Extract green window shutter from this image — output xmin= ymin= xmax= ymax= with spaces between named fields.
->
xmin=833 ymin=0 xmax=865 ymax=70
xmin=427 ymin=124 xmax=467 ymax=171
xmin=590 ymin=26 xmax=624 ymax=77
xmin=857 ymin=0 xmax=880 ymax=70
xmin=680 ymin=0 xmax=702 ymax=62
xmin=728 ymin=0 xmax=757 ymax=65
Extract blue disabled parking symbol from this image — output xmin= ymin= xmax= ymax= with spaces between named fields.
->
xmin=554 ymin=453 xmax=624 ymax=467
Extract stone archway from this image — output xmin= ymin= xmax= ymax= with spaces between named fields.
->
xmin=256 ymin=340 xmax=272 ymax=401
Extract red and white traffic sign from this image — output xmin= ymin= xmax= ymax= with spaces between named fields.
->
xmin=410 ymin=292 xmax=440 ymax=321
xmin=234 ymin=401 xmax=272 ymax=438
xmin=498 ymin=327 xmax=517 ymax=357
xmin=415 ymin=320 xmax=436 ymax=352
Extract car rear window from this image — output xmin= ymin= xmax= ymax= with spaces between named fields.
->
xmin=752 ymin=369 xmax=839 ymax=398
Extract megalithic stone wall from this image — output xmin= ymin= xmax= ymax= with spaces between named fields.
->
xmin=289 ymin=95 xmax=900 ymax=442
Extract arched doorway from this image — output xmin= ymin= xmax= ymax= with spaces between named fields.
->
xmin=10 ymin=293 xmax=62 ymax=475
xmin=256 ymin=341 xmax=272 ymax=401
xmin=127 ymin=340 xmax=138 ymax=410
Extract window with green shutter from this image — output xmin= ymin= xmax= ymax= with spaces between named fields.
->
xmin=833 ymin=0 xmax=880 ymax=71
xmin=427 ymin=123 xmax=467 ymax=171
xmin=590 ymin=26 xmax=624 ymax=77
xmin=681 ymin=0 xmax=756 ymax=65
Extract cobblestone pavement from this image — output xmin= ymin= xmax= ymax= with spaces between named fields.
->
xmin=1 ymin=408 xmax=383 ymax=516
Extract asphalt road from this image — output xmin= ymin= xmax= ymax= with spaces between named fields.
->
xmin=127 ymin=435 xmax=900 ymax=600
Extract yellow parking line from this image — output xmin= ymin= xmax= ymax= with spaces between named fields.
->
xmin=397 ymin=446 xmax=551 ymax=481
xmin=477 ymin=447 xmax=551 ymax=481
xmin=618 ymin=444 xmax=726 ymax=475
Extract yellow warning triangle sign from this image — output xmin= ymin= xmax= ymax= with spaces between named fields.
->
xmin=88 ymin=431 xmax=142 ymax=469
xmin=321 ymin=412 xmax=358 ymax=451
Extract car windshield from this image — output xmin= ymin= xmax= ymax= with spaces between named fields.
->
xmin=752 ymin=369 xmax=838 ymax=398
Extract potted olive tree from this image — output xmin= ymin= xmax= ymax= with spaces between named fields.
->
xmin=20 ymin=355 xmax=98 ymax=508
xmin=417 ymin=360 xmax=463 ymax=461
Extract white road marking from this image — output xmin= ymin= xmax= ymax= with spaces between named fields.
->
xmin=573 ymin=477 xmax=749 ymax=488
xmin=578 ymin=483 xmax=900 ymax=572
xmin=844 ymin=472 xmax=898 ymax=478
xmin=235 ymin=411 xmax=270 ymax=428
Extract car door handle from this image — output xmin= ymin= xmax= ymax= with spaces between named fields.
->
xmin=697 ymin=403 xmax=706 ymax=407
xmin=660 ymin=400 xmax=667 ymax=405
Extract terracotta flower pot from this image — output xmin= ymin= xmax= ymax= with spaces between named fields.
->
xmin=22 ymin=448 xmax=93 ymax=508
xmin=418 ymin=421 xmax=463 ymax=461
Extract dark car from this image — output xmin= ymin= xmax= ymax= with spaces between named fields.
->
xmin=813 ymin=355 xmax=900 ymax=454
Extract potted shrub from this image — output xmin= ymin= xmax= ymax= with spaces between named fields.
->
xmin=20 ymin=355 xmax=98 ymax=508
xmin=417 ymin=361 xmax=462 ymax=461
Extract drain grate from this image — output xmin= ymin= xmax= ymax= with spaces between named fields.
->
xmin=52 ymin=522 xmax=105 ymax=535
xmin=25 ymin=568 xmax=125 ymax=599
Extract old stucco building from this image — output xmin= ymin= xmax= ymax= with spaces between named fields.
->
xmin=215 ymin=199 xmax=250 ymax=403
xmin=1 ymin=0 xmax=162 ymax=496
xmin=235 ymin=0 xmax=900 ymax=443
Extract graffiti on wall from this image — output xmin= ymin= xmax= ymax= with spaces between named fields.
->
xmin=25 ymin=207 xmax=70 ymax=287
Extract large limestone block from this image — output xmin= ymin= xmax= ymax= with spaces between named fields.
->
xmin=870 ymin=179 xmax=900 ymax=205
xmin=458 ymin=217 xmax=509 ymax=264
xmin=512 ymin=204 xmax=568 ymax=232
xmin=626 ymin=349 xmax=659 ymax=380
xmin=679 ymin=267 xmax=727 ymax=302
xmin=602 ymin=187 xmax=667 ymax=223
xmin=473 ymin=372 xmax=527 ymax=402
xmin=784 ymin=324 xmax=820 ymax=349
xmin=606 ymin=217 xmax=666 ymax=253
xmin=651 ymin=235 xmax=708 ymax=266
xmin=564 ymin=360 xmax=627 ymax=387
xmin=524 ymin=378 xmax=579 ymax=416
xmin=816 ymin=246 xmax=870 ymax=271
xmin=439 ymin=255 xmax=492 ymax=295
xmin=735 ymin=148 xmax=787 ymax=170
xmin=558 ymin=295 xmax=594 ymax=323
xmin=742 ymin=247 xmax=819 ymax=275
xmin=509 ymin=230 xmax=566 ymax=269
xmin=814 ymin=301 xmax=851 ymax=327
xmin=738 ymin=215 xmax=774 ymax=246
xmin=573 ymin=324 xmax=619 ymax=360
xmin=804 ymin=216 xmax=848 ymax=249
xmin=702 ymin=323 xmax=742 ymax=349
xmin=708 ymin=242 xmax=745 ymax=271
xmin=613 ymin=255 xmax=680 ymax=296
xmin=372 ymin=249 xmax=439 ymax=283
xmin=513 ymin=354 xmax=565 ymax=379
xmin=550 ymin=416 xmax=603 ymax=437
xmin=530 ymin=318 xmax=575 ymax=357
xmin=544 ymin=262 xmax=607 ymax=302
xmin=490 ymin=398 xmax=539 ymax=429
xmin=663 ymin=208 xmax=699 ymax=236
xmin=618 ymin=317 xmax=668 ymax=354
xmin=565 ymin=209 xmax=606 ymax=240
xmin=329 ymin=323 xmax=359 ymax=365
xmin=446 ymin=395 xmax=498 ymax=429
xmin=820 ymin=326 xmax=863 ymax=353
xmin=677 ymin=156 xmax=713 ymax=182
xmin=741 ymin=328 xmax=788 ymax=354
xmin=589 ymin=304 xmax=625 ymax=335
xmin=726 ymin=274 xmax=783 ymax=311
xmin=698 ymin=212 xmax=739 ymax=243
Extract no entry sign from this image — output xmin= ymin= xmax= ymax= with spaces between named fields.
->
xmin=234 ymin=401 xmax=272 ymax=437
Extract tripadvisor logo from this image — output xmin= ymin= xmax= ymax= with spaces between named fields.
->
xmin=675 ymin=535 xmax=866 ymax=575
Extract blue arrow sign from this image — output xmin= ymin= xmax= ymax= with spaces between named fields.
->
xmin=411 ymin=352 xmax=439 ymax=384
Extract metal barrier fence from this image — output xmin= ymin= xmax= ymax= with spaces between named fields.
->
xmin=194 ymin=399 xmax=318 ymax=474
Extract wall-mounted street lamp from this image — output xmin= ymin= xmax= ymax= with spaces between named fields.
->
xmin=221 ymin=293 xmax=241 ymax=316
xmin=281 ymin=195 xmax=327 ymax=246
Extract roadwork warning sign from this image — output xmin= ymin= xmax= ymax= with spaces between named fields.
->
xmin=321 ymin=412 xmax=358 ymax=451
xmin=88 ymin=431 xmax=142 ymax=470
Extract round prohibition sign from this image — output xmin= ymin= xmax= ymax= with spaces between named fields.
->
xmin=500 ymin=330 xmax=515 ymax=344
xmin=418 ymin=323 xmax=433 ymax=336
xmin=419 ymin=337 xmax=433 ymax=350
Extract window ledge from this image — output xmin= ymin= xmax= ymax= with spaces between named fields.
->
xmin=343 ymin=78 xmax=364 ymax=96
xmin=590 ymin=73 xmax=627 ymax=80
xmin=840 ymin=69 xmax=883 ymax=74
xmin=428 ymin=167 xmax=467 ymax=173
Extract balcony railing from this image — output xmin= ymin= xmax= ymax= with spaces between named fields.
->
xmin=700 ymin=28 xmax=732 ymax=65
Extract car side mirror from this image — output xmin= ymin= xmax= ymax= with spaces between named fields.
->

· · ·

■ Problem details ■
Say how many lines of the entries hold the string "potted". Nothing but the number should be given.

■ Reply to the exercise ■
2